◆ EXTRAIT CHOISI:

Regards croisés sur l’autonomie des directions d’établissements scolaires


Illustration : Nelly Damas pour Foliosophy

Jean-Michel Bugnion et moi-même tenons tous deux des blogs sur la plateforme de la Tribune de Genève et sur celui de Le Temps où il est parfois question d’éducation.

L’idée est venue d’échanger sur une dimension de l’éducation qui nous semble importante. C’est la question de l’autonomie des établissements que nous avons retenue. 

Nous y consacrons cet échange.

 

JMB : Il y a plusieurs dimensions dans l’éducation qui me semblent importantes. La question de l’autonomie des acteurs, à commencer par celle des directions, est capitale à mon sens et elle me semble être en difficulté actuellement dans l’école genevoise.

MCS : Allons-y avec l’autonomie des établissements si tu le veux bien, que je reconnais comme essentielle moi aussi. On a effectivement l’impression qu’elle est réduite aujourd’hui.

JMB : Aujourd’hui, le mot d’ordre, visiblement, c’est : “alignés-couverts”. Les directeurs actuels sont moins des directeurs que des exécutants : ils n’ont pas la marge de manœuvre nécessaire pour assurer leur mission dans les meilleures conditions possibles. Ils n’ont pas, comme tu le disais dans ton dernier blog, l’équilibre entre responsabilité et pouvoir. On constate un déséquilibre entre les deux. Ils sont sans grand pouvoir mais leur revient une lourde responsabilité qui peut leur “retomber dessus” si quelque chose se passe mal.

◆ DONNÉES À TRAITER:
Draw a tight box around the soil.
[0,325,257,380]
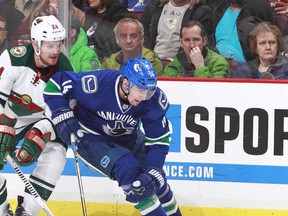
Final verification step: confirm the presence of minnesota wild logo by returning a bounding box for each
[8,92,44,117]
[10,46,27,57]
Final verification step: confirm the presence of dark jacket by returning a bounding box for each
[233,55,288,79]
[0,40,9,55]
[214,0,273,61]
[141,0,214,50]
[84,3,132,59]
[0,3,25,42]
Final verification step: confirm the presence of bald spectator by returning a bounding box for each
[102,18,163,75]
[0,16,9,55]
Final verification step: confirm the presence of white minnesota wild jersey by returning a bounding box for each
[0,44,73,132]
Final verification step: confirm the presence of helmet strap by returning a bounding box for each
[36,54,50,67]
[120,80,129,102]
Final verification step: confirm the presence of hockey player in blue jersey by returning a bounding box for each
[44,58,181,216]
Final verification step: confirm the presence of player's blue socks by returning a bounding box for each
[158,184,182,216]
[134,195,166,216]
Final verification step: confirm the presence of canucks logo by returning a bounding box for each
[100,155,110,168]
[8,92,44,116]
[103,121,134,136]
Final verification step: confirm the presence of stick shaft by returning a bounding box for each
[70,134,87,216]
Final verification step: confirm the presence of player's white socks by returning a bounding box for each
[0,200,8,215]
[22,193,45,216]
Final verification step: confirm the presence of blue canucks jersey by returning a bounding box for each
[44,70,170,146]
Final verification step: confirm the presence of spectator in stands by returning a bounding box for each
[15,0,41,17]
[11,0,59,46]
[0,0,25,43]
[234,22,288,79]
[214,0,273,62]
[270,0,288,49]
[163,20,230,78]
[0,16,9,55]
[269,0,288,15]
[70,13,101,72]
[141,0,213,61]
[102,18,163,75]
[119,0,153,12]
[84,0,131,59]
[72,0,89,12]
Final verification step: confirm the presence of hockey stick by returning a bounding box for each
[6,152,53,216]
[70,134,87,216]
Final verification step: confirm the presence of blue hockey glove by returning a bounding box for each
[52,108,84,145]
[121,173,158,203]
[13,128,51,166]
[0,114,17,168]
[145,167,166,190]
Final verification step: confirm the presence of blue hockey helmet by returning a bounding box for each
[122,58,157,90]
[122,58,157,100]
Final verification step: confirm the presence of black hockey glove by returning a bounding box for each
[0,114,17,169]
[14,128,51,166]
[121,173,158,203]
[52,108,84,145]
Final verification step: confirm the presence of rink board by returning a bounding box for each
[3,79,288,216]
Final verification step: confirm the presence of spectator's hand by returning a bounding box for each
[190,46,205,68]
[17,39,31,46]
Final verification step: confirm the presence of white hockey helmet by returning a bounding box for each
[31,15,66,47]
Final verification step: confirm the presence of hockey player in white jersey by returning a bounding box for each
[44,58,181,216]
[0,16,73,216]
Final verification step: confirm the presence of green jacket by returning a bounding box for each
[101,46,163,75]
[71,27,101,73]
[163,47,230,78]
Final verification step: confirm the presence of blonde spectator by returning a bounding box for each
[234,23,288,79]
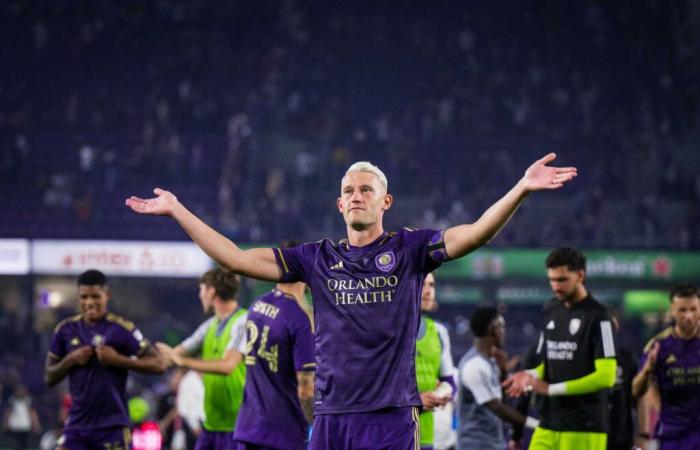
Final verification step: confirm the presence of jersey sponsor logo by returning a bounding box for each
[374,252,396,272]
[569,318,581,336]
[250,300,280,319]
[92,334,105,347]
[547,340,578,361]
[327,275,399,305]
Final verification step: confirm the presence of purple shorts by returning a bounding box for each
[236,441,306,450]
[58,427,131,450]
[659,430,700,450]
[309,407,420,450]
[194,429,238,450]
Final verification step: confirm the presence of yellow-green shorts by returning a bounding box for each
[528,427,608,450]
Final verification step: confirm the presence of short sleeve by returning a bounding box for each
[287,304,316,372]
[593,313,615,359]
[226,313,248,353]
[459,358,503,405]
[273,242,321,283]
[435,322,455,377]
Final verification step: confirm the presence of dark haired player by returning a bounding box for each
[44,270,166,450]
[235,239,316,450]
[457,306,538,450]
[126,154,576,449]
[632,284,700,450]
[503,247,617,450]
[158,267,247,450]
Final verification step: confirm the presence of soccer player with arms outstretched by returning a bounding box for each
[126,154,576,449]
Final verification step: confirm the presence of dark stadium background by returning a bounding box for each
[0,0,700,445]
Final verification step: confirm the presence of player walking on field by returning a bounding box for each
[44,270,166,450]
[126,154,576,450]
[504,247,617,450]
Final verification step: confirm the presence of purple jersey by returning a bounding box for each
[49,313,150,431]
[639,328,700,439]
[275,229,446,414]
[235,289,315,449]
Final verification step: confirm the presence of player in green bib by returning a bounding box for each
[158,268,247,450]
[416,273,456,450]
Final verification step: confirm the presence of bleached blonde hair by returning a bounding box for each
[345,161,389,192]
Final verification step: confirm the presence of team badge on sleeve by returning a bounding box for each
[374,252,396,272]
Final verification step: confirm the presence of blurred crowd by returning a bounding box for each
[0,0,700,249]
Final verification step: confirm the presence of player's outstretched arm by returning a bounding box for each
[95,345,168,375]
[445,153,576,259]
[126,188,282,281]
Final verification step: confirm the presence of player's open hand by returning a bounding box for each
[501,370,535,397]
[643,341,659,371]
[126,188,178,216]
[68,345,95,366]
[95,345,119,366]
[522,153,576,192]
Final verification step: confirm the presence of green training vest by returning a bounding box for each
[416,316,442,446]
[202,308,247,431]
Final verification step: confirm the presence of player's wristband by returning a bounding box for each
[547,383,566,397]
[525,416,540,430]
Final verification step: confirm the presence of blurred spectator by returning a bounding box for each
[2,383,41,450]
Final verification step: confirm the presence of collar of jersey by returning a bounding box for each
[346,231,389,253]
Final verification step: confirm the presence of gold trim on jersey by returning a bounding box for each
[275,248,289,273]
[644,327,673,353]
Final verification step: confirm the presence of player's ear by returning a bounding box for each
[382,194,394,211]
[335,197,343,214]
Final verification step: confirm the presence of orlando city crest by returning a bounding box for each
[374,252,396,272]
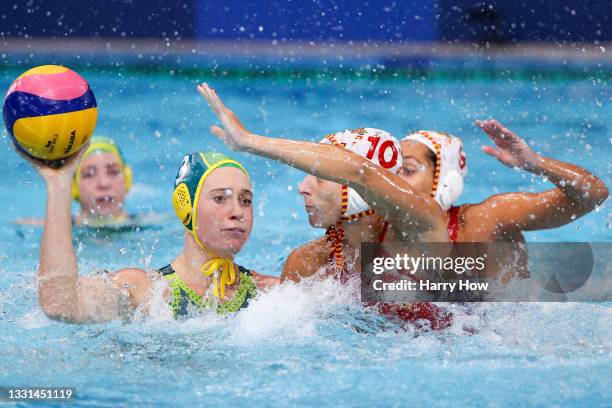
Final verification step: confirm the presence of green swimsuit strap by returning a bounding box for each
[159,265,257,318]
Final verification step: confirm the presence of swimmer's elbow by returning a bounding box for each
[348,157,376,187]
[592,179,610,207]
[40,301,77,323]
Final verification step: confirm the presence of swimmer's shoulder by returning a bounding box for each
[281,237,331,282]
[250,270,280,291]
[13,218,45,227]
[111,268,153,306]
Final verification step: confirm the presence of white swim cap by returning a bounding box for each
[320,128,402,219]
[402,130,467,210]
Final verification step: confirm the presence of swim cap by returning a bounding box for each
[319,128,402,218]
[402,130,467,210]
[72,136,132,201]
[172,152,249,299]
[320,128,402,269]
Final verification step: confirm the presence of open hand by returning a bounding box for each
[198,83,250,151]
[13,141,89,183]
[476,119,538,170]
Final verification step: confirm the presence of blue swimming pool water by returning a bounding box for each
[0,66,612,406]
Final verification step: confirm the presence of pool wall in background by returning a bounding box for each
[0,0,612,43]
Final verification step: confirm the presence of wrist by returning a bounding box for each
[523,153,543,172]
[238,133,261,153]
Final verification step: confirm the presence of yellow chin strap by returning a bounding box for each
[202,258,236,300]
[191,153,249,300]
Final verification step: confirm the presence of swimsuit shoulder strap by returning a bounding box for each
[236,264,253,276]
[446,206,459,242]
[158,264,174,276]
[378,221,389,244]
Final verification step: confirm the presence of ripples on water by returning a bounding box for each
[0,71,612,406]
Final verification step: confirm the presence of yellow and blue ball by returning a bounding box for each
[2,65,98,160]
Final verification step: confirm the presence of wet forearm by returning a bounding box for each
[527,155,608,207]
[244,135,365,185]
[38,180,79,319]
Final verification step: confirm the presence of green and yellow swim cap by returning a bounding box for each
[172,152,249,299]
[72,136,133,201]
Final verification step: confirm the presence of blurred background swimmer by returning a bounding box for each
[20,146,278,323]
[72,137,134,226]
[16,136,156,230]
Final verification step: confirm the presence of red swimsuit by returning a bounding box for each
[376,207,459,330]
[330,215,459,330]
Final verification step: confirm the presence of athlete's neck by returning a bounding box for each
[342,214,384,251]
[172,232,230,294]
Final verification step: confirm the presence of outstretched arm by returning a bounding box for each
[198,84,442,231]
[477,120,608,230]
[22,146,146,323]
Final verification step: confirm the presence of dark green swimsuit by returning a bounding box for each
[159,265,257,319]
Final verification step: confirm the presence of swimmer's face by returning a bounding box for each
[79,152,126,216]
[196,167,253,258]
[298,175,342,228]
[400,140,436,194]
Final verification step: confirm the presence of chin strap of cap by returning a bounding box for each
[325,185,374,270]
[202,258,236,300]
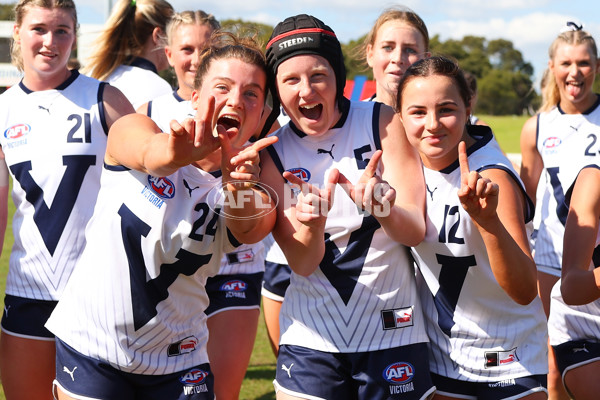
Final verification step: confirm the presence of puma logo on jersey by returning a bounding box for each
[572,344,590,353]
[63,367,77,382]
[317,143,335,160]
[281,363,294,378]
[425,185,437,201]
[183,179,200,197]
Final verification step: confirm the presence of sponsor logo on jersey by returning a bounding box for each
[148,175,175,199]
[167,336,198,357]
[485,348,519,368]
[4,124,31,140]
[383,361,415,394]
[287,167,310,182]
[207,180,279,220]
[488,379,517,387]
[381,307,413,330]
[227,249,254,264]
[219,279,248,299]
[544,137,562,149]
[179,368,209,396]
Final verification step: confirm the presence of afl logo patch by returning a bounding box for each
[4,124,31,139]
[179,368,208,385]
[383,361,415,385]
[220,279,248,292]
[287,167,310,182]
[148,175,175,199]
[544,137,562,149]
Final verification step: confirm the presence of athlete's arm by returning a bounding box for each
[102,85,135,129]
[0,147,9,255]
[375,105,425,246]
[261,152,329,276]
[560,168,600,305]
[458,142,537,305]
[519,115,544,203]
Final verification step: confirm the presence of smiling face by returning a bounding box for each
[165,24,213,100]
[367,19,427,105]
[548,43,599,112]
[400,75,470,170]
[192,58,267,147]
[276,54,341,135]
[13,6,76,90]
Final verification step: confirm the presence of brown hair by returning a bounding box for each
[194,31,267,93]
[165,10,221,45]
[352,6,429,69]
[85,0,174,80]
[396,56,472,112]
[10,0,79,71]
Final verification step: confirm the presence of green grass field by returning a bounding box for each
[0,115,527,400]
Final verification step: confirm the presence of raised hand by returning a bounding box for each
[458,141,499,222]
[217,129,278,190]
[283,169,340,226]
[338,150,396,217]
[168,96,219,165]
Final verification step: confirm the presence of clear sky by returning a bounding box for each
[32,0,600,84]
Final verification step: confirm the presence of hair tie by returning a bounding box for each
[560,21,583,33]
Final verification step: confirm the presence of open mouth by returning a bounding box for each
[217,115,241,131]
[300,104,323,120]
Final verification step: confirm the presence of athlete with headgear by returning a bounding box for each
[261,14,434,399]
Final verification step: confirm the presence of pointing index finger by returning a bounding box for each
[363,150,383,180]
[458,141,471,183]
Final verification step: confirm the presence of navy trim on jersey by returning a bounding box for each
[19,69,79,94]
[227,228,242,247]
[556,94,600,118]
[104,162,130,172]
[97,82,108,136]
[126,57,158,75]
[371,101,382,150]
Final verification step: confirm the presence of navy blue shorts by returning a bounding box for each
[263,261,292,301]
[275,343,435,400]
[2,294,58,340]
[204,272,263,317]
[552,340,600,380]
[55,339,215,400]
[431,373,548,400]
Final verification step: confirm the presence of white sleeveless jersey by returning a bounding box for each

◆ CONSIGNE 1: Recopiez le passage de l'extrait en partant de "Regards croisés sur" et en allant jusqu'à "dans l’école genevoise.", en remplaçant "blogs" par "carnets en ligne".
◆ CONSIGNE 2:
Répondez à ces questions à l'aide de l'extrait :
(a) Sur quelles plateformes les deux participants à l'échange tiennent-ils des blogs ?
(b) Quel mot d'ordre JMB voit-il aujourd'hui ?
(c) D'après JMB, que sont les directeurs actuels plutôt que des directeurs ?
◆ CONSIGNE 3: Dans l'extrait, réécrivez plus brièvement le paragraphe qui commence par « JMB : Aujourd’hui, le mot d’ordre », en gardant ses faits principaux.

◆ CORRIGÉ 1:
Regards croisés sur l’autonomie des directions d’établissements scolaires


Illustration : Nelly Damas pour Foliosophy

Jean-Michel Bugnion et moi-même tenons tous deux des carnets en ligne sur la plateforme de la Tribune de Genève et sur celui de Le Temps où il est parfois question d’éducation.

L’idée est venue d’échanger sur une dimension de l’éducation qui nous semble importante. C’est la question de l’autonomie des établissements que nous avons retenue. 

Nous y consacrons cet échange.

 

JMB : Il y a plusieurs dimensions dans l’éducation qui me semblent importantes. La question de l’autonomie des acteurs, à commencer par celle des directions, est capitale à mon sens et elle me semble être en difficulté actuellement dans l’école genevoise.

◆ CORRIGÉ 2:
(a) Sur la plateforme de la Tribune de Genève et sur celle de Le Temps.
(b) « alignés-couverts ».
(c) Des exécutants.

◆ CORRIGÉ 3: JMB : Aujourd’hui, le mot d’ordre semble être « alignés-couverts ». Les directeurs sont plutôt des exécutants. Ils n’ont pas la marge de manœuvre nécessaire pour bien remplir leur mission. Pouvoir et responsabilité ne sont pas équilibrés : ils ont peu de pouvoir, mais une lourde responsabilité qui peut leur retomber dessus si quelque chose se passe mal.